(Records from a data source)
▬▬▬▬▬▬

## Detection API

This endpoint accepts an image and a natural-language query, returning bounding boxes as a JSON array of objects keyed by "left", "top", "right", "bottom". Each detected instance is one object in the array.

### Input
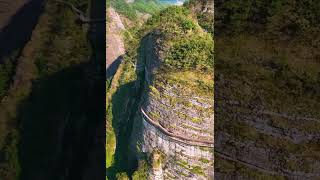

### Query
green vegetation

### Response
[
  {"left": 107, "top": 0, "right": 165, "bottom": 20},
  {"left": 107, "top": 1, "right": 213, "bottom": 179},
  {"left": 0, "top": 2, "right": 94, "bottom": 179},
  {"left": 143, "top": 6, "right": 213, "bottom": 72},
  {"left": 132, "top": 160, "right": 148, "bottom": 180}
]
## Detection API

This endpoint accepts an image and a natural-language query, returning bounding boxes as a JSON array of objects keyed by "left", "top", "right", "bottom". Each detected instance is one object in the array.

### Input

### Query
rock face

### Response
[{"left": 140, "top": 34, "right": 214, "bottom": 180}]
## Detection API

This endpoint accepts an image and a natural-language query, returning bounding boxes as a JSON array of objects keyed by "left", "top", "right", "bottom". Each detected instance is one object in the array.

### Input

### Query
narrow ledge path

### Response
[{"left": 140, "top": 108, "right": 214, "bottom": 148}]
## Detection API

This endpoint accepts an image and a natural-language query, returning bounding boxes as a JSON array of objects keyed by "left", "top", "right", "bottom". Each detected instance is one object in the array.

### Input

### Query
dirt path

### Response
[
  {"left": 140, "top": 108, "right": 214, "bottom": 148},
  {"left": 106, "top": 8, "right": 125, "bottom": 78}
]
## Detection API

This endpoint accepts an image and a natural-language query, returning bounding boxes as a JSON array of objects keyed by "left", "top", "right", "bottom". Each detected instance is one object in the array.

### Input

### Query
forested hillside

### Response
[
  {"left": 106, "top": 0, "right": 213, "bottom": 180},
  {"left": 215, "top": 0, "right": 320, "bottom": 179}
]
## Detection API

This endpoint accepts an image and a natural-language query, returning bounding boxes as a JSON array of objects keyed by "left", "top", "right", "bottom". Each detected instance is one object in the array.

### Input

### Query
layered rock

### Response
[{"left": 136, "top": 33, "right": 214, "bottom": 180}]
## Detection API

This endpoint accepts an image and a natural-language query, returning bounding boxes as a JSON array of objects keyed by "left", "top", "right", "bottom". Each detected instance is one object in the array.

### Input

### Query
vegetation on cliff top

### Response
[
  {"left": 107, "top": 0, "right": 165, "bottom": 20},
  {"left": 143, "top": 6, "right": 214, "bottom": 72}
]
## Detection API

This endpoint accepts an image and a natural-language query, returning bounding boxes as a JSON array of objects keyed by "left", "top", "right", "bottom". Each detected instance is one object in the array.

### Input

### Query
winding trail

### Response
[
  {"left": 140, "top": 108, "right": 214, "bottom": 148},
  {"left": 106, "top": 7, "right": 125, "bottom": 78}
]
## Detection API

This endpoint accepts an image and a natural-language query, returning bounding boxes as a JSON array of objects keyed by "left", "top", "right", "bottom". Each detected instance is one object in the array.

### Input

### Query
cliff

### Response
[{"left": 134, "top": 7, "right": 214, "bottom": 179}]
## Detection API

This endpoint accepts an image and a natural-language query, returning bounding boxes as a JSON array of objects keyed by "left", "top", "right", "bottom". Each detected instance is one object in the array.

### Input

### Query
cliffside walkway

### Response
[
  {"left": 55, "top": 0, "right": 106, "bottom": 23},
  {"left": 141, "top": 108, "right": 214, "bottom": 148}
]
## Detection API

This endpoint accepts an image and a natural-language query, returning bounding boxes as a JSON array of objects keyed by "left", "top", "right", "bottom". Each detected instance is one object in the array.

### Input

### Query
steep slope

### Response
[
  {"left": 133, "top": 7, "right": 214, "bottom": 179},
  {"left": 106, "top": 7, "right": 125, "bottom": 78},
  {"left": 215, "top": 0, "right": 320, "bottom": 179}
]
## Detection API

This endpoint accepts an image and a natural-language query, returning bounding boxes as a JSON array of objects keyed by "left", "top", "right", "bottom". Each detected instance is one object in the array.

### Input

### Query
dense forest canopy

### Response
[{"left": 215, "top": 0, "right": 320, "bottom": 36}]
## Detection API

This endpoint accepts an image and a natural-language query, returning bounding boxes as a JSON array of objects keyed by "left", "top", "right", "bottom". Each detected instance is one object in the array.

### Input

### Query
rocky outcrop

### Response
[{"left": 137, "top": 32, "right": 214, "bottom": 180}]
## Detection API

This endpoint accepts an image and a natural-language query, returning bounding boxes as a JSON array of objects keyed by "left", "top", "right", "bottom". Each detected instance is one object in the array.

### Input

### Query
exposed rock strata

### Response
[{"left": 137, "top": 33, "right": 214, "bottom": 180}]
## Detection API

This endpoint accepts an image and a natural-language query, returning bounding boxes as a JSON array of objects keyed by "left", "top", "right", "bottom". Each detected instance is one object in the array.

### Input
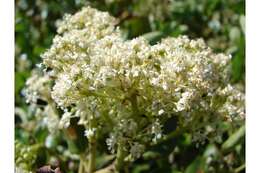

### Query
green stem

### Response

▬▬▬▬▬▬

▶ Given task
How many lines in the records contain the word "vegetation"? Give only the number.

▶ Answer to this problem
2